### [Raw data]
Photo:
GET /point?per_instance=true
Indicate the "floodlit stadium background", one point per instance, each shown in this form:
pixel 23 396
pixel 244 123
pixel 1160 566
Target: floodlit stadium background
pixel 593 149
--
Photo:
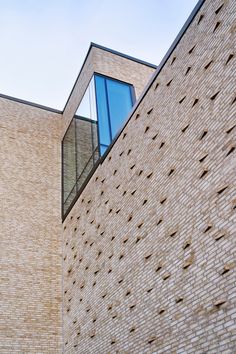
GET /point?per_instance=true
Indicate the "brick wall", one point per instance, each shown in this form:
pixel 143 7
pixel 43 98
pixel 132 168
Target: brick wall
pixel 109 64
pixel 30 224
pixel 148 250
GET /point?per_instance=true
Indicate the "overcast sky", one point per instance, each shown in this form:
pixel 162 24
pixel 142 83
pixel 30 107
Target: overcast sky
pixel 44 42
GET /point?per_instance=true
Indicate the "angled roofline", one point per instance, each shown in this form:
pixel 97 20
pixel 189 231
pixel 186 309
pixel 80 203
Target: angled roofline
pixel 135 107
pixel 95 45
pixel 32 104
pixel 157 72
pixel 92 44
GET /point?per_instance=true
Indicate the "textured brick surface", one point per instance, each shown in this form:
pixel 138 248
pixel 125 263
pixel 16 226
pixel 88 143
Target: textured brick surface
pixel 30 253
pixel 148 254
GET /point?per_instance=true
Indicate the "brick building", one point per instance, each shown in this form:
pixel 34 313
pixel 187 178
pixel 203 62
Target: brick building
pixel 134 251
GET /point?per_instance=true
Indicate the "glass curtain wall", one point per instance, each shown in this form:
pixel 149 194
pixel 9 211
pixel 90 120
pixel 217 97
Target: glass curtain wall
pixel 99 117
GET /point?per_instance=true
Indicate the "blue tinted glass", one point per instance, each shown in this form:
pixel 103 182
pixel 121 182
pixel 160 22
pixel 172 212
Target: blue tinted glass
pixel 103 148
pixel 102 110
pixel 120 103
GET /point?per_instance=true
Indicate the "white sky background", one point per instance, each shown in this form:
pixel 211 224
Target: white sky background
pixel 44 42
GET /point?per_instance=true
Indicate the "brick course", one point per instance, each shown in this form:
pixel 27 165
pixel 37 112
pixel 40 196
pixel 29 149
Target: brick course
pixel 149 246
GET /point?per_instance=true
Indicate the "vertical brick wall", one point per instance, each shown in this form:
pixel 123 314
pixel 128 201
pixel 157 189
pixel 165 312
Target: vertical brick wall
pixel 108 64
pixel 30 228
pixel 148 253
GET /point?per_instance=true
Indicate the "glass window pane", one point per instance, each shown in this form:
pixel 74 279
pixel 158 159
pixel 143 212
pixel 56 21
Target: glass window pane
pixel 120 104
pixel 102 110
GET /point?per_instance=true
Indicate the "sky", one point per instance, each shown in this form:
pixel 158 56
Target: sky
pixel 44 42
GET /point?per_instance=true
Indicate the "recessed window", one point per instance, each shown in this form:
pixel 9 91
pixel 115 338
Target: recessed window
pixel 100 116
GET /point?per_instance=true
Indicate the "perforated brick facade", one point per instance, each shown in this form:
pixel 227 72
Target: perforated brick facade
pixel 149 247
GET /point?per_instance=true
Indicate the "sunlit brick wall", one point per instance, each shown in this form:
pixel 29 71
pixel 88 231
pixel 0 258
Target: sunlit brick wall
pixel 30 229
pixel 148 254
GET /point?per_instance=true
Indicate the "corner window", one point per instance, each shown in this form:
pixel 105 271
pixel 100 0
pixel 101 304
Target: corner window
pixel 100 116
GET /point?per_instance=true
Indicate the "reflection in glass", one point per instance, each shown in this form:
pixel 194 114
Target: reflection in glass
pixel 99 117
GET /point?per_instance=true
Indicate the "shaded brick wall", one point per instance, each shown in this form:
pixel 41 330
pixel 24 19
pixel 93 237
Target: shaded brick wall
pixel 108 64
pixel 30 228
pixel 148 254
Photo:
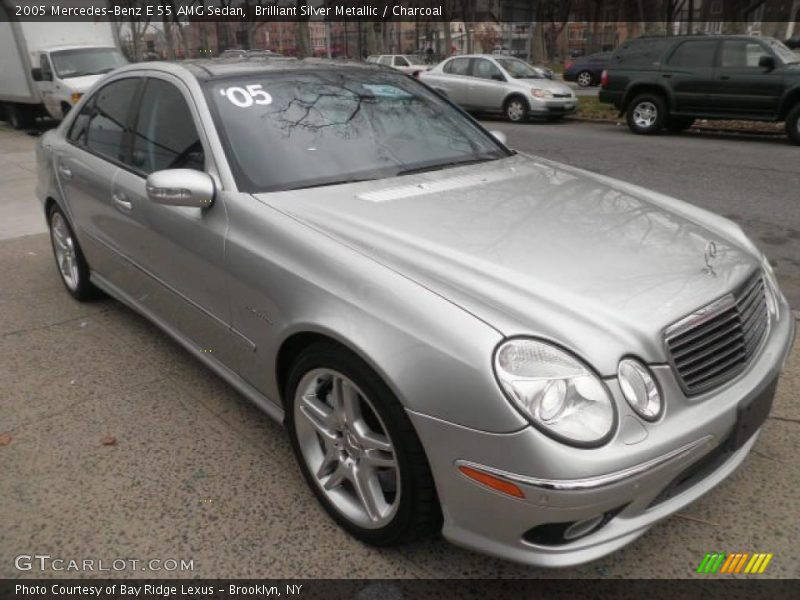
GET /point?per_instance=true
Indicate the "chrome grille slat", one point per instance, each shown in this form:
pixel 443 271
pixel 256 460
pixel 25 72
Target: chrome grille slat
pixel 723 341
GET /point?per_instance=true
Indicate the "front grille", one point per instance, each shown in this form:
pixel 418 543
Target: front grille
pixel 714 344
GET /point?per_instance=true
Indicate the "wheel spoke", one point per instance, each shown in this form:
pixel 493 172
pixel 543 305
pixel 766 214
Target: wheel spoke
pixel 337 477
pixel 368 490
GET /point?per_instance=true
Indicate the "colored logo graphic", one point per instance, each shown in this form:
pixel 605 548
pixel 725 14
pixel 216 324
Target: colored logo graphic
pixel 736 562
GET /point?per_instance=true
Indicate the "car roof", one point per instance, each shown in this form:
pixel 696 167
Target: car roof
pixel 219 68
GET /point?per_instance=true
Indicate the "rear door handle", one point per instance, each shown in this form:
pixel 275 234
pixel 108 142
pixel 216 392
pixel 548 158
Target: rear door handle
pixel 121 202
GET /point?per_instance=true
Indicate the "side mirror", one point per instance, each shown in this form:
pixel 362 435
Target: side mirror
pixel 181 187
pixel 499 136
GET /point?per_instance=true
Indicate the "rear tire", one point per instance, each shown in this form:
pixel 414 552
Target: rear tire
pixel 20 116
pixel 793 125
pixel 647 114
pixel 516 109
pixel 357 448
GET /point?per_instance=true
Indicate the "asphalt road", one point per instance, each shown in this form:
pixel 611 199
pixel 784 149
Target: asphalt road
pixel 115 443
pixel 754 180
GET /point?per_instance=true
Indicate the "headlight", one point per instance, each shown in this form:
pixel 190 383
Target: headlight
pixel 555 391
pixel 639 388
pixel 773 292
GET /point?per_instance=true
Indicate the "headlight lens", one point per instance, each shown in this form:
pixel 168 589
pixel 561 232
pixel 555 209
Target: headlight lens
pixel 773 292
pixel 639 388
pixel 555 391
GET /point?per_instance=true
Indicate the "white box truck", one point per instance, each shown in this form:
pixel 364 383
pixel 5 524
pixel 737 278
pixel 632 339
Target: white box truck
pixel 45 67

### [Work request]
From the entries above, restate word for word the lines from the line containing "pixel 158 56" to the line containing "pixel 227 72", both ends included, and nothing more.

### [Solved exercise]
pixel 158 56
Target: sky
pixel 44 42
GET /point?per_instance=true
Indicate the "recessed window", one point per instance, each shown in this form:
pixel 9 91
pixel 115 338
Target: recessed window
pixel 100 116
GET /point?per_instance=true
Indicate the "perforated brick facade", one point per instance, each shown in this form:
pixel 227 72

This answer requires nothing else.